▶ Activity: From the excerpt on GPT-3 writing about sleep research, write out word for word the stretch that begins with the words containing "I decided to" and ends with "computing its output.)".

▶ Document extract:
══════════

Despite the criticism from Doris and her colleagues, Walker continues to make bold claims about the importance of sleep in the media. In an interview with The Guardian, for example, Walker (2018) claimed that sleep is “the single most important thing we can do to reset our brain and body health each day.” He also claimed that sleep deprivation is a “public health epidemic.”

The Significance of Dreams

Dreams have been a source of fascination for centuries. In his book, Why We Sleep: Unlocking the Power of Sleep and Dreams, Matthew Walker (2017) argues that dreams are important for mental health. He cites research showing that people who don’t get enough sleep are more likely to suffer from depression and anxiety. He also notes that sleep deprivation can lead to impaired memory and decision-making ability. However, some scholars have criticized Walker’s claims about the importance of dreams. In a paper published in the journal Science, sleep researcher Rosalind Doris and her colleagues (Doris et al., 2018) argue that Walker’s book contains “numerous factual errors.

This didn’t go so well. GPT-3 is now mainly repeating itself. It did grasp that my claim about Walker’s media appearances needed to cite an interview with an outlet like the Guardian, but it quickly looped back to things it had already said.

Step 4

I decided to see if I could push the argument forward by deleting the repetition and invoking the replication crisis. (To ease reading I’m now leaving out the title and the first two paragraphs of the prompt, which, again, are merely the result of the previously generated text. But keep in mind that those paragraphs are also part of the “prompt”, i.e., the input on the basis of which it is computing its output.)

Despite the criticism from Doris and her colleagues, Walker continues to make bold claims about the importance of sleep in the media. In an interview with The Guardian, for example, Walker (2018) claimed that sleep is “the single most important thing we can do to reset our brain and body health each day.” He also claimed that sleep deprivation is a “public health epidemic.”

Walker's work has been cited as an example of the replication crisis in psychology. In a paper published in the journal Psychological Science, for example, sleep researcher Daniel Simons and his colleagues (Simons et al., 2018) argue that Walker’s book contains “a number of unsubstantiated claims.” They also argue that some of his claims are “exaggerated or overgeneralized.”

Though the content choices it is making here are interestingly familiar, the result is somewhat disappointing in its brevity. I’ll see if I can help it along a little.

Step 5

Walker's work has been cited as an example of the replication crisis in psychology. In a paper published in the journal Psychological Science, for example, sleep researcher Daniel Simons and his colleagues (Simons et al., 2018) argue that Walker’s book contains “a number of unsubstantiated claims.” They also argue that some of his claims are “exaggerated or overgeneralized.”

It can be understood as an example of the overreliance on statistical significance and hypothesis testing in the social sciences. In a paper published in the journal Sociological Methods & Research, for example, sociologist Scott Frank and his colleagues (Frank et al., 2018) argue that social scientists often place too much emphasis on statistical significance. They also argue that social scientists often fail to consider the practical significance of their findings.

══════════

▶ Data extracts:
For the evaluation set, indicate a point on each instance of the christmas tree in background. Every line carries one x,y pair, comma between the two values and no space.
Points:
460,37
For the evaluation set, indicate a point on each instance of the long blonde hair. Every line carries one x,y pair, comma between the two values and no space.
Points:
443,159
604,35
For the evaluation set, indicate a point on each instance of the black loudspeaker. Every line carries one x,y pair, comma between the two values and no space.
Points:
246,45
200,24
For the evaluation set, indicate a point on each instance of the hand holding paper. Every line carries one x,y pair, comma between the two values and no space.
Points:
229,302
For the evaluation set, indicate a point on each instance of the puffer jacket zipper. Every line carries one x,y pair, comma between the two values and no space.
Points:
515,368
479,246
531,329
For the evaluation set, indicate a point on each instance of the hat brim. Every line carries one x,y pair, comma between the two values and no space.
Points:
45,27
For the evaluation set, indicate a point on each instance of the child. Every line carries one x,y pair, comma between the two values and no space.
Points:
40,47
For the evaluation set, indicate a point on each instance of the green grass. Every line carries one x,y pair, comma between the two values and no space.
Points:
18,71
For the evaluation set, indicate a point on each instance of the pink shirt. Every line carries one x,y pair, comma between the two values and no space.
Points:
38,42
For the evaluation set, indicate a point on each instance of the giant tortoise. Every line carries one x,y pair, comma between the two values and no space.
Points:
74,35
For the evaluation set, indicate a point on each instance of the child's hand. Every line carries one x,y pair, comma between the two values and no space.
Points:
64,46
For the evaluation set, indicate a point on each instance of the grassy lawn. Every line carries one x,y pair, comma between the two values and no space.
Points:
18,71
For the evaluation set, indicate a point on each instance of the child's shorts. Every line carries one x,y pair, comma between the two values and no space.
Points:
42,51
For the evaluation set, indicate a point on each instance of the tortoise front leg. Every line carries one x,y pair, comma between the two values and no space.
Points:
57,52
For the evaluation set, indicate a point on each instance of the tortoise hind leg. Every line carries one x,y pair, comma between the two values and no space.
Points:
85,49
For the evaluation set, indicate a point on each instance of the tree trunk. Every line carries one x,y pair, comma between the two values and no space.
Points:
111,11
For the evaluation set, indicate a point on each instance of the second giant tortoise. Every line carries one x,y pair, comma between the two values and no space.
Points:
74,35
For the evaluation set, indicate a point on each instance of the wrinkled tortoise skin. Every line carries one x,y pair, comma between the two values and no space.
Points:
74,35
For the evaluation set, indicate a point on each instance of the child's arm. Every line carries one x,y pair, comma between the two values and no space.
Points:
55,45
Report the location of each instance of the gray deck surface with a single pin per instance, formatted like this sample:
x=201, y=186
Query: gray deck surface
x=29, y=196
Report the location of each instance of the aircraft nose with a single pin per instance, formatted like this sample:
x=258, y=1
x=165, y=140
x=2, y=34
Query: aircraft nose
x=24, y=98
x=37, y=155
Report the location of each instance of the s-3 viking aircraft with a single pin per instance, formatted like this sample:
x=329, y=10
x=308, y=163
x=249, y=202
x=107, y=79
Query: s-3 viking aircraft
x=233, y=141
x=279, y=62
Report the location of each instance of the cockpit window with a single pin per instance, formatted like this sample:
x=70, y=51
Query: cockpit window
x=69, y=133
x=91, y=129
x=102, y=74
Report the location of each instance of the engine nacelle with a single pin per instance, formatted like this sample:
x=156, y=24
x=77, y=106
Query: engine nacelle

══════════

▶ Task solution:
I decided to see if I could push the argument forward by deleting the repetition and invoking the replication crisis. (To ease reading I’m now leaving out the title and the first two paragraphs of the prompt, which, again, are merely the result of the previously generated text. But keep in mind that those paragraphs are also part of the “prompt”, i.e., the input on the basis of which it is computing its output.)